(Your tasks)
- a) Copy the emulator thread from "New research question" to "phrase four times?", substituting "puzzle" for "research question".
- b) Write a continuation of the thread about what an emulator is, starting after its final post.

(Excerpt)

Old research question: What is a correct emulator?

New research question after thinking about the old research question for a while: Oh god. Oh no. What is an emulator?

see also "compiler", "database", "runtime system" etc. etc.
@lindsey Did you just repeat the same phrase four times?
@lindsey
Challenge: Come up with a definition of “emulator” under which a modern CPU isn’t an emulator that runs machine code on top of microcode

@inthehands @lindsey I tend to think of emulation as like mimicry; an emulator is something that behaves indistinguishably from the thing it emulates.

… tho by that definition every emulator is correct; if it’s not correct it’s only an attempted emulator

@lindsey I often see people start tumbling down this slope as soon as they start thinking about the word "transpiler" for two whole seconds haha. Coming out the other side we do the usual lazy natural language semantics approach, in my experience at least: an emulator is an element of the set of things most of us call emulators (😭)
What do people mean when they say “transpiler”?

A compiler is a computer program that takes a program as input, does some sort of transformation on it, and returns another program. Most of the time, we think of a compiler as something that translates code from a higher-level language (such as, for instance, Rust, Racket, or JavaScript) to a lower-level language (such as, for instance, LLVM IR or x86-64 assembly), but this doesn’t necessarily have to be the case.

decomposition ∘ al
@lindsey @ryanbrewer a transpiler is a compiler with impostor syndrome
@lindsey if you define a state space of all the I/O devices the emulator is emulating then a computer is an update function over that state space and an emulator is another equivalent computer. if you want timing equivalence then you can put wall timestamps in the state space
@lindsey (I'm reading classical RL papers right now so everything is some kind of state space to me atm)
@lindsey that is well defined here for a given state space but then you have to define the state space which I guess is moving the problem somewhere else instead of solving it

@lindsey worse: what is *correctness* :D

*ducks, in formal methods*

@kaoudis @lindsey did someone say ducks in formal methods?
@lindsey You seem caught up on the word "is".

(Supplied data)
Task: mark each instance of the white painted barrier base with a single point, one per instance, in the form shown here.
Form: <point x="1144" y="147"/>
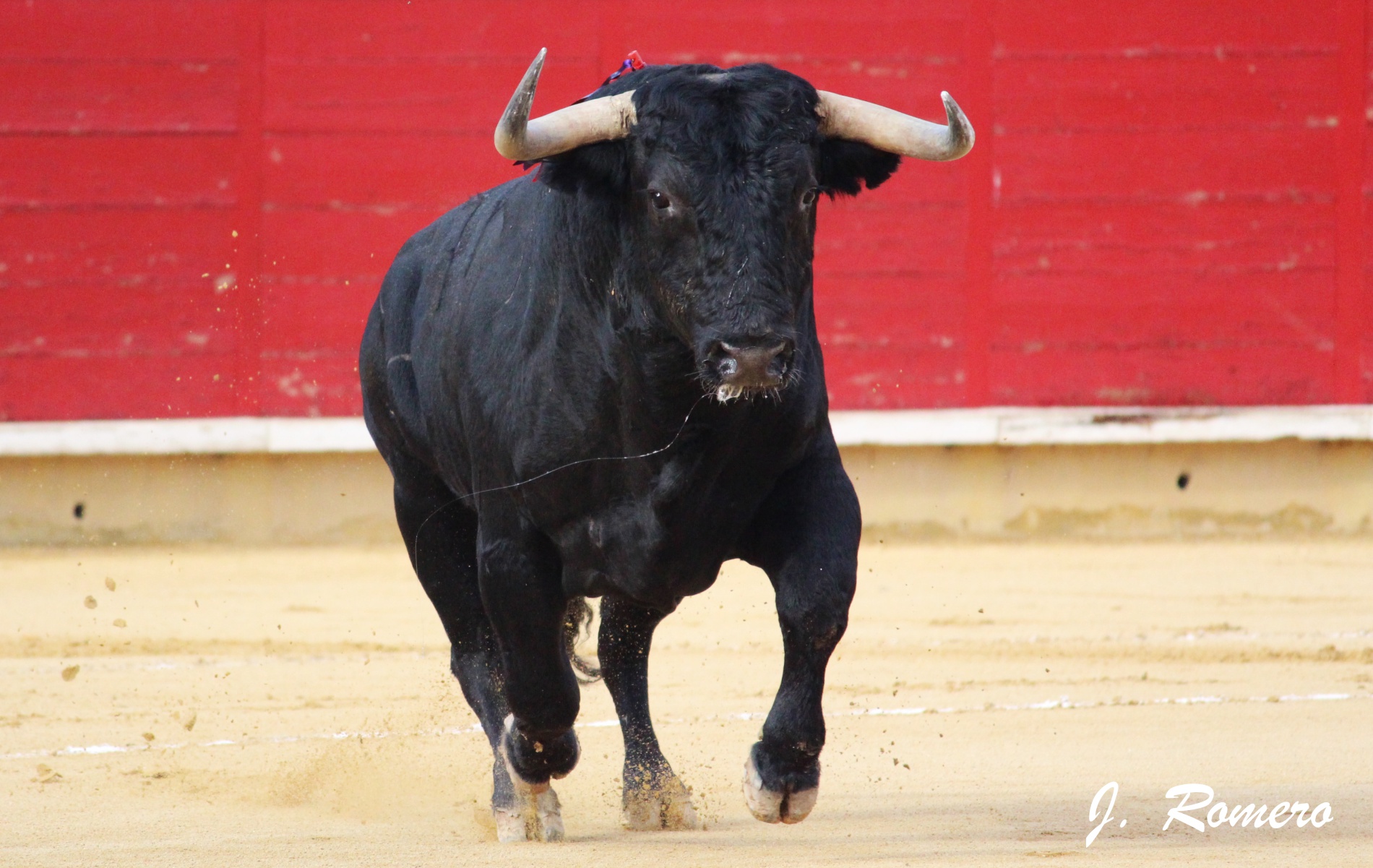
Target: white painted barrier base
<point x="990" y="426"/>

(Replies)
- a)
New puzzle after thinking about the old puzzle for a while: Oh god. Oh no. What is an emulator?

see also "compiler", "database", "runtime system" etc. etc.
@lindsey Did you just repeat the same phrase four times?

- b)
@lindsey 'What, if anything, is an emulator?'
@joshua This, but with "transpiler", is also what you commented on my blog post complaining about the word "transpiler" nine years ago
@lindsey The worst part of that is that I did not even get that snowclone from the original "what, if anything, is a parrot", but instead, I got it from @tom7 's classic, https://tom7.org/papers/epsilon.pdf , which must have been relatively fresh in my mind at the time
@joshua @tom7 @lindsey this meme has its roots in animal taxonomy! see "what, if anything, is a rabbit" (wood 1957) https://www.jstor.org/stable/2406062?seq=1
@joshua @tom7 @lindsey ...wait hang on you did say this but i'm pretty sure it's rabbit and not parrot (i can't find one about parrots)
@joshua @tom7 @lindsey okay so i'm now going down a rabbit hole (whatever THAT is) trying to trace who got what from where. i THOUGHT surely tom must have heard of it through bob, via "what, if anything, is a programming paradigm" https://www.cs.cmu.edu/~rwh/papers/paradigms/paradigm.pdf but it looks like epsilon predates that by 3 years (epsilon does not cite a predecessor for the title)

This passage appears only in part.